--- EXERCISE INPUT ---

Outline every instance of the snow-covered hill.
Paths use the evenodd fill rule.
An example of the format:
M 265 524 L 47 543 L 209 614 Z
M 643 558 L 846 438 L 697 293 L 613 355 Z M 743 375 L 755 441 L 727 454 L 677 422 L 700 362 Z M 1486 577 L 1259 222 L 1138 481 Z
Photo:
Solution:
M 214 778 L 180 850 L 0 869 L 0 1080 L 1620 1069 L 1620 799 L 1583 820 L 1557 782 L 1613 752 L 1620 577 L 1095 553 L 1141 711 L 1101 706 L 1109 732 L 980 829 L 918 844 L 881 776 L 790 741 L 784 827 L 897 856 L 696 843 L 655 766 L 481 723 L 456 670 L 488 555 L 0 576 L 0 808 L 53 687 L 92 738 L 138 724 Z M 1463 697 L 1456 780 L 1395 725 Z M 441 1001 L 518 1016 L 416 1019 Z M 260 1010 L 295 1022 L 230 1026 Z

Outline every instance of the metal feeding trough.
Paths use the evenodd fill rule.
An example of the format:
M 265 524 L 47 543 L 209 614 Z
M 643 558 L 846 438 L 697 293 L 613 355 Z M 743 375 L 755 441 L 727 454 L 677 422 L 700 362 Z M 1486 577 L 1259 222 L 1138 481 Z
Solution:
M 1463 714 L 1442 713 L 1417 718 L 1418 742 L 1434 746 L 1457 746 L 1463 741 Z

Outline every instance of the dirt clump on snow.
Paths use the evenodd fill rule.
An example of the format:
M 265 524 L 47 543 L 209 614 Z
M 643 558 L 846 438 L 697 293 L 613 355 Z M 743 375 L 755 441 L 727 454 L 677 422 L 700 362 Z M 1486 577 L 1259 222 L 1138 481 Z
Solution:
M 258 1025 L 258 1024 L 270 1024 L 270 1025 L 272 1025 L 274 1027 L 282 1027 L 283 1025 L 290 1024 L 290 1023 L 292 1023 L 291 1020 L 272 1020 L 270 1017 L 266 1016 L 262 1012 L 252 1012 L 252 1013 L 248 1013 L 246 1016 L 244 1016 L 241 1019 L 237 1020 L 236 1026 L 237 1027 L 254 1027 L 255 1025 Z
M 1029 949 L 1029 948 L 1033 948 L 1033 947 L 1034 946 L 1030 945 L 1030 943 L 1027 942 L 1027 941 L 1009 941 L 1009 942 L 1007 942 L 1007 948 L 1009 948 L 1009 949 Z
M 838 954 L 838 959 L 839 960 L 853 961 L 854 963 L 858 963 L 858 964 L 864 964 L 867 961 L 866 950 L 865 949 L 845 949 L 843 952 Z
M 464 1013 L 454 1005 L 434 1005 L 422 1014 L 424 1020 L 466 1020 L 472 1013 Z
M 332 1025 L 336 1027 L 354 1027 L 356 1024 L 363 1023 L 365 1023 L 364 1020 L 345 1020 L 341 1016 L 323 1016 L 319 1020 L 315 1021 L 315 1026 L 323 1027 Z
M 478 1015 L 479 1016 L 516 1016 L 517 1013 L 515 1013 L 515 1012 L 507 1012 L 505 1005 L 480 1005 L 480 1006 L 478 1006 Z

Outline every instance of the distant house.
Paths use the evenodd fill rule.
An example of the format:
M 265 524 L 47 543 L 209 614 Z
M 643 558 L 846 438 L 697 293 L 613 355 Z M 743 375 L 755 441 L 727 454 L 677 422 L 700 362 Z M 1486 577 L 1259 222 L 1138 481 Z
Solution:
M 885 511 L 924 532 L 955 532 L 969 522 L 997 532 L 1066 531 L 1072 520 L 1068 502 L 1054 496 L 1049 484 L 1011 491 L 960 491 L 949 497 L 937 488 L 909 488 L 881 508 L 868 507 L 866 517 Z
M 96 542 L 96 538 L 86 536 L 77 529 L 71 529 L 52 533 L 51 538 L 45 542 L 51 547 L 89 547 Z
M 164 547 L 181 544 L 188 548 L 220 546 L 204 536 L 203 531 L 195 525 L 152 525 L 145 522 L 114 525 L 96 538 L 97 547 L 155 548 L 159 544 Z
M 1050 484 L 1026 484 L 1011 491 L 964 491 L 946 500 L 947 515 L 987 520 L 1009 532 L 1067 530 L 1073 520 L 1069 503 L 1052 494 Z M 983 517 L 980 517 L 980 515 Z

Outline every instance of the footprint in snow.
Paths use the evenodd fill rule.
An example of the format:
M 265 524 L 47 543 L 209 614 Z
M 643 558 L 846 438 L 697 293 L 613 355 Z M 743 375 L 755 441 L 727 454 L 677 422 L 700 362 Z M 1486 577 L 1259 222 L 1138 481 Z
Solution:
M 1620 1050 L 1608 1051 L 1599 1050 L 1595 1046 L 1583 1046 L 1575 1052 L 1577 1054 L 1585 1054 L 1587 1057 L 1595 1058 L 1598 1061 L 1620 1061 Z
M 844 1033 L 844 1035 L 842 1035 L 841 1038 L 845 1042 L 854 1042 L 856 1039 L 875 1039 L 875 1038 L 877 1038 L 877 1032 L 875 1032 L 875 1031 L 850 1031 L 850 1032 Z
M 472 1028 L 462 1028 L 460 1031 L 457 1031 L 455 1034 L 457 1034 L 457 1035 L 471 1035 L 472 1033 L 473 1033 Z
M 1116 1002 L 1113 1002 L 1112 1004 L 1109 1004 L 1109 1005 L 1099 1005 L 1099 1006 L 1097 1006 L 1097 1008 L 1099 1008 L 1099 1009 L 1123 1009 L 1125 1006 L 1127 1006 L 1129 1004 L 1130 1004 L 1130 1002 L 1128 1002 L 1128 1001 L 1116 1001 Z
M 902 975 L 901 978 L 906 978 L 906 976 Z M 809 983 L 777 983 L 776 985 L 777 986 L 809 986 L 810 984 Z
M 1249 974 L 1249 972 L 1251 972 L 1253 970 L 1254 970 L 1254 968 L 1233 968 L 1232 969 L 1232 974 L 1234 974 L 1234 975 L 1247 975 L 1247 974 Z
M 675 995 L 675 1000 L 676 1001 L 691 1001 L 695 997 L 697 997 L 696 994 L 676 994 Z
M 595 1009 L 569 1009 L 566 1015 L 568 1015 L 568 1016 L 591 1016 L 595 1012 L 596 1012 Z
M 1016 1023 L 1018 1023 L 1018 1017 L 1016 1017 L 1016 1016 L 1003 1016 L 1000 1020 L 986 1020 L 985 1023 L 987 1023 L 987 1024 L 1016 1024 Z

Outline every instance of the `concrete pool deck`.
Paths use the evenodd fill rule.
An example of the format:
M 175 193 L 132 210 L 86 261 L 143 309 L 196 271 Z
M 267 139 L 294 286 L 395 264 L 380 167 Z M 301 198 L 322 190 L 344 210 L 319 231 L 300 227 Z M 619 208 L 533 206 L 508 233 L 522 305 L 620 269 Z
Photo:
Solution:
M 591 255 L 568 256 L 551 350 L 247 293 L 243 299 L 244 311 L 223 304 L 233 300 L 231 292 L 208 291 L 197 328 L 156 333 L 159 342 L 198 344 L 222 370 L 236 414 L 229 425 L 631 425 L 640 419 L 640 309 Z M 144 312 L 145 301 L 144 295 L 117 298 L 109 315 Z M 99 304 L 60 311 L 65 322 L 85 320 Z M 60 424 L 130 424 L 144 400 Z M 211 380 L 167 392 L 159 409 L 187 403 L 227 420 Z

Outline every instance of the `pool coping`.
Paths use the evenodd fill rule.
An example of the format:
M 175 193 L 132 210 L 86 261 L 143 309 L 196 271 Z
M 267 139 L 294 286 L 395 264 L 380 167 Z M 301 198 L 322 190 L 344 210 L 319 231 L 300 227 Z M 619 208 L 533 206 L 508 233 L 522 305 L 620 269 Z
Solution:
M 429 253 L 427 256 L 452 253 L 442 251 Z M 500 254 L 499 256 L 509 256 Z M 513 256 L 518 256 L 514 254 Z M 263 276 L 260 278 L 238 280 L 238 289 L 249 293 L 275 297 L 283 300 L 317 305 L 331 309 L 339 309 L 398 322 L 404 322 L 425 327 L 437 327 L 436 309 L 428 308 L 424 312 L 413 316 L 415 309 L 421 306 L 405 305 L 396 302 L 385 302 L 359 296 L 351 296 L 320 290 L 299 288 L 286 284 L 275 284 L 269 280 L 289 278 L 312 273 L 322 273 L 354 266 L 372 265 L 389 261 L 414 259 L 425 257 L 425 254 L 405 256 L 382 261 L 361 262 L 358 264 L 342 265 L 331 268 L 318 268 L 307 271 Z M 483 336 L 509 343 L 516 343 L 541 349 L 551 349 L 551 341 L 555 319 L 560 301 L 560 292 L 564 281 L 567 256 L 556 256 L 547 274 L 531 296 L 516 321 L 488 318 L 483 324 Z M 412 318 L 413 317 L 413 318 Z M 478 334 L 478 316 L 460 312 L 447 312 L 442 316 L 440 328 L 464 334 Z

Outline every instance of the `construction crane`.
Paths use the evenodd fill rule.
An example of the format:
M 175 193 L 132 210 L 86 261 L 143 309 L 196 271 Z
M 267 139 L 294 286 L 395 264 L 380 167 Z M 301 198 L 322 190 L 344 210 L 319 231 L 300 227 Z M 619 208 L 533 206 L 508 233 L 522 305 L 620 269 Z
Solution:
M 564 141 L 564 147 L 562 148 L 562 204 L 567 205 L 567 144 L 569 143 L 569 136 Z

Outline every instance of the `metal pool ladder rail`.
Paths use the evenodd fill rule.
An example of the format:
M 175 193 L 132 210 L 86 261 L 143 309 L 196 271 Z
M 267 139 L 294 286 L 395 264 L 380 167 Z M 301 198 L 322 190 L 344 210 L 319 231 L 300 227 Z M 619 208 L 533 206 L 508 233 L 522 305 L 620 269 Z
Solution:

---

*EXERCISE*: For the word "metal", count the lines of the listing above that hold it; the number alone is the answer.

*ANSWER SPACE*: 2